**Data excerpts**
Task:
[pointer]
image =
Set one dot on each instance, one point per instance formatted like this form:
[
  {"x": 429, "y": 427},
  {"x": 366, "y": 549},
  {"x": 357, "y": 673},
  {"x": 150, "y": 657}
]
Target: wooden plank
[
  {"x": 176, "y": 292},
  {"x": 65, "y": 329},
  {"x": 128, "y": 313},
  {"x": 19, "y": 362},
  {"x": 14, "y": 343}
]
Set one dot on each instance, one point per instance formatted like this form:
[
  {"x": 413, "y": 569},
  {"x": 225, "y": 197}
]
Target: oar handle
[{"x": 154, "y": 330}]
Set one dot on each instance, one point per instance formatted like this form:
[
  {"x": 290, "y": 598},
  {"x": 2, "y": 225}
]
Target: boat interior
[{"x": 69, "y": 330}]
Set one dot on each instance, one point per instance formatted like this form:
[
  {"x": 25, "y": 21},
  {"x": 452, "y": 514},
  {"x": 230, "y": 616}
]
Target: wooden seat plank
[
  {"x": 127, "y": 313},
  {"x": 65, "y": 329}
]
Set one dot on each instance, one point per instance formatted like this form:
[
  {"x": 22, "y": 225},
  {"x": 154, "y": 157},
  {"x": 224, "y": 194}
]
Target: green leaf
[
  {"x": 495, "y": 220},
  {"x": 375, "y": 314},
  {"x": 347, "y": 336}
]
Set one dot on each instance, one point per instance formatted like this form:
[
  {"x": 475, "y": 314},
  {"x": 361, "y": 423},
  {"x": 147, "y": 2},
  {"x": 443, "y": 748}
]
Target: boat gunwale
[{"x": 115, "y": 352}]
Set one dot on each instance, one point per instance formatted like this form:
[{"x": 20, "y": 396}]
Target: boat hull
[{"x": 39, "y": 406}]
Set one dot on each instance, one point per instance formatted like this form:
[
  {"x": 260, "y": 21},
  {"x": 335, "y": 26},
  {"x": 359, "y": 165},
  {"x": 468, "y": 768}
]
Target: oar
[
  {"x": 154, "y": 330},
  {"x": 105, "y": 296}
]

**Instructions for the task**
From the first line to the last, retype the material exactly.

**Result of the exercise**
Task:
[pointer]
image =
Set one dot on each instance, one point per instance formatted like this form:
[
  {"x": 429, "y": 427},
  {"x": 366, "y": 549},
  {"x": 357, "y": 673},
  {"x": 150, "y": 657}
]
Target: wooden plank
[
  {"x": 176, "y": 292},
  {"x": 65, "y": 329},
  {"x": 128, "y": 313},
  {"x": 19, "y": 362},
  {"x": 14, "y": 343}
]
Set one dot on each instance, one point per instance formatted like this form:
[
  {"x": 413, "y": 569},
  {"x": 225, "y": 197}
]
Target: oar handle
[{"x": 154, "y": 330}]
Set one dot on each instance, one point per instance formatted like this form:
[
  {"x": 290, "y": 598},
  {"x": 2, "y": 225}
]
Target: boat interior
[{"x": 69, "y": 330}]
Set one dot on each instance, one point per instance formatted like this form:
[
  {"x": 25, "y": 21},
  {"x": 452, "y": 514},
  {"x": 230, "y": 616}
]
Target: wooden seat plank
[
  {"x": 127, "y": 313},
  {"x": 65, "y": 329}
]
Set one dot on each instance, one point per instance formatted like this form:
[
  {"x": 22, "y": 225},
  {"x": 154, "y": 157},
  {"x": 224, "y": 194}
]
Target: green leaf
[
  {"x": 495, "y": 220},
  {"x": 375, "y": 314},
  {"x": 347, "y": 336}
]
Set one dot on each instance, one point per instance formatted like this form:
[
  {"x": 475, "y": 314},
  {"x": 361, "y": 423},
  {"x": 147, "y": 2},
  {"x": 443, "y": 748}
]
Target: boat gunwale
[{"x": 115, "y": 352}]
Set one dot on each instance, one point per instance formatted like this form:
[{"x": 20, "y": 396}]
Target: boat hull
[{"x": 39, "y": 406}]
Set one dot on each instance, one point per instance formatted like this form:
[
  {"x": 260, "y": 21},
  {"x": 335, "y": 26},
  {"x": 359, "y": 165},
  {"x": 468, "y": 768}
]
Target: oar
[
  {"x": 154, "y": 330},
  {"x": 105, "y": 296}
]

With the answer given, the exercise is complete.